Selection:
+++
This Sunday, after almost a decade of negotiations, the Regional Comprehensive Economic Partnership (RCEP) became a reality. In the days since, much of the coverage of this mammoth 15-nation trade deal has centered on how it might foster closer economic ties between two of its biggest economies: China and the Association of Southeast Asian Nations (ASEAN).

Moving past the hype, RCEP merely formalizes shifts that have long been in motion. Between January and August 2020, the total trade volume between China and ASEAN surpassed $416 billion, making the bloc China’s largest trading partner. It’s not just goods crossing the border, either: Chinese companies and investors have been avid participants in the flood of capital to Southeast Asia in recent years. As is usual in China, much of this investment has been state-led, with state-owned enterprises inking massive infrastructure deals across the region. But privately owned manufacturers are also moving into ASEAN, in part because of rising labor costs along the South China coast.

All this has caused some observers to wonder if Southeast Asia is on the verge of supplanting China as the next “world’s factory.” For their part, however, Chinese firms tend to view Southeast Asia as both an easy source of customers and a potential manufacturing base for overseas expansion.

They should be careful. Huang Yan, a professor of public administration at South China University of Technology, has been researching the experiences of Chinese companies in Southeast Asia since 2017. He’s found that the motivations for relocation go beyond cheap labor — and he warns that Chinese companies expecting a quick conquest of the Southeast Asian market are not always prepared for the competition they meet from other firms, both international and local. The following interview has been edited for brevity and clarity.

Huang Yan during a lecture, 2015. Courtesy of Huang Yan

Huang Yan during a lecture, 2015. Courtesy of Huang Yan

Li Ni: When it comes to Chinese investment abroad, we’re used to talking about large-scale infrastructure projects headed up by state-owned enterprises (SOEs). In recent years, however, a number of private Chinese firms have also made headlines for investing and expanding abroad. Why did you choose to focus your research on overseas investment by private capital?

Huang Yan: Investment from SOEs traditionally represented the bulk of China’s overseas investments, but private capital is an emerging force. Non-SOEs accounted for approximately 19% of all Chinese foreign investment in 2006. As of last year, that figure had risen to 49.9%.

Non-SOEs accounted for approximately 19% of all Chinese foreign investment in 2006. As of last year, that figure had risen to 49.9%.

Broken down by industry, we can see that state-owned enterprises mainly invest in infrastructure, energy, and mining projects; private enterprises are primarily concentrated in manufacturing and services.

Prior to this shift, Chinese manufacturers were already relocating from factory hubs like the Pearl River Delta (in South China) to cities farther inland. But around 2010, some labor-intensive industries began to move abroad and set up factories in Southeast and South Asia. Today, Chinese manufacturers can be seen all over Vietnam: in Haiphong, Hanoi, and Ho Chi Minh City.
+++
Extracted information:
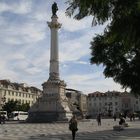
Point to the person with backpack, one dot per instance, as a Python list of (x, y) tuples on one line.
[(73, 126)]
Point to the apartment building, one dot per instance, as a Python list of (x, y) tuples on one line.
[(18, 92), (112, 102)]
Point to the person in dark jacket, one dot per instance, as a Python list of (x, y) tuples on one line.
[(73, 126)]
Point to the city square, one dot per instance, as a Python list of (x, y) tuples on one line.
[(87, 130), (68, 99)]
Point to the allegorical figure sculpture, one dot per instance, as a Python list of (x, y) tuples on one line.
[(54, 8)]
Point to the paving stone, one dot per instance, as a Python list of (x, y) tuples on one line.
[(87, 130)]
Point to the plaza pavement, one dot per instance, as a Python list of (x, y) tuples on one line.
[(88, 130)]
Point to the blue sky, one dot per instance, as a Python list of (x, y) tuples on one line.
[(25, 46)]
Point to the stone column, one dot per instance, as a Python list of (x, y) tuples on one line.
[(54, 57)]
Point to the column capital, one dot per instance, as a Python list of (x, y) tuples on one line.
[(54, 23)]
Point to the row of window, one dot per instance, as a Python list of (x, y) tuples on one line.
[(12, 93), (21, 101)]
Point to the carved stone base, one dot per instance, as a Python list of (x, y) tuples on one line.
[(53, 105)]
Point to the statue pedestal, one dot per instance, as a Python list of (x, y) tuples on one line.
[(53, 105)]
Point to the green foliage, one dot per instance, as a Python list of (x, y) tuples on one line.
[(118, 49)]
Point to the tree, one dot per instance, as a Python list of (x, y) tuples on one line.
[(118, 49)]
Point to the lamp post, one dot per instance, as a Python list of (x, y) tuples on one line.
[(109, 109), (3, 100)]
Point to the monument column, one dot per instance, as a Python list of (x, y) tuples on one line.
[(54, 57), (53, 104)]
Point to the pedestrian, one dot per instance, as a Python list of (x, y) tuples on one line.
[(122, 121), (3, 118), (73, 126), (99, 119), (0, 119), (115, 116)]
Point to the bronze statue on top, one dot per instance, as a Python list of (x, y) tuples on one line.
[(54, 8)]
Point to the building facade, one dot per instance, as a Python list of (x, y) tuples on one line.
[(112, 102), (18, 92)]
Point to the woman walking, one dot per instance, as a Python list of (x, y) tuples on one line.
[(73, 126)]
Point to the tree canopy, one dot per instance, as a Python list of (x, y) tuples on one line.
[(118, 49)]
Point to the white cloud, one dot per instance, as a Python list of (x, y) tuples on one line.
[(21, 7), (71, 24)]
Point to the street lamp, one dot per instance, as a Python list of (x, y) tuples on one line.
[(3, 101)]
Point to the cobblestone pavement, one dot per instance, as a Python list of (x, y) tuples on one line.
[(88, 130)]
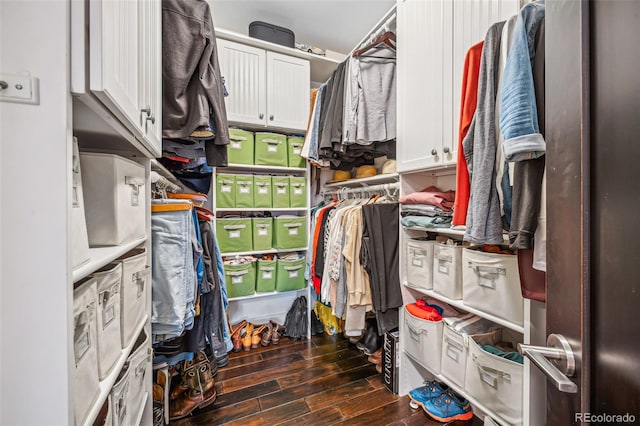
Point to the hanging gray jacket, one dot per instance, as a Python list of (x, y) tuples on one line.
[(484, 222), (192, 85)]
+++
Task instructions:
• a. Gather every line of the listing that contains the string "statue", paying attention to case.
• b. Extend the interview about Chinese companies in Southeast Asia, picking up right after its final sentence.
The interview and the listing have nothing to do with each other.

Answers for the exercise:
• a.
Point to the statue pedestal, one dot per instance, as a Python list of (x, y) tuples on one line.
Point to the bronze statue on top, one dot per instance, as a Python list of (x, y) tuples on one line.

• b.
Li Ni: Much of the discussion about the future of Southeast Asia’s manufacturing industry — specifically whether or not it has the chance to replace China as the next “world’s factory” — has centered on its so-called demographic dividend, meaning its relatively young surplus working-age population. But you’ve argued that low labor costs are not the only factor attracting foreign capital to Southeast Asia.

Huang Yan: People usually think of Southeast Asia as offering a lot of cheap labor and that this is what’s attracting foreign capital, including Chinese capital. This is a common misunderstanding. Take Vietnam for example: The minimum wage in Hanoi and Ho Chi Minh City, where the nation’s manufacturing industry is concentrated, is 4.42 million dong ($190). That’s only slightly lower than the 1,410 yuan ($215) minimum wage in less developed cities like Shaoguan or Qingyuan in China’s southern Guangdong province. And Vietnam’s labor inspection department is extremely strict when it comes to supervising foreign-funded enterprises, so these companies’ labor costs are about 20% higher than their local competitors.

The outlook for Vietnam’s labor supply isn’t all that optimistic, either. Hanoi, Ho Chi Minh City, and Haiphong have all experienced labor shortages. But the Vietnam-based Chinese factories my team and I researched had a number of other motivations for relocating. For example, some hosiery contract manufacturers value Vietnam’s low export tax, while other firms are after the Southeast Asian consumer market. A few solar panel manufacturers have relocated production to Vietnam in response to European and American opposition to the Chinese photovoltaic industry.

Li Ni: How competitive are Chinese-manufactured products on the Southeast Asian market?

Huang Yan: Many Chinese entrepreneurs and consumers assume that, because Southeast Asia’s per capita income is low and local consumption power is limited, low-priced Chinese products will be highly competitive. This is another misunderstanding.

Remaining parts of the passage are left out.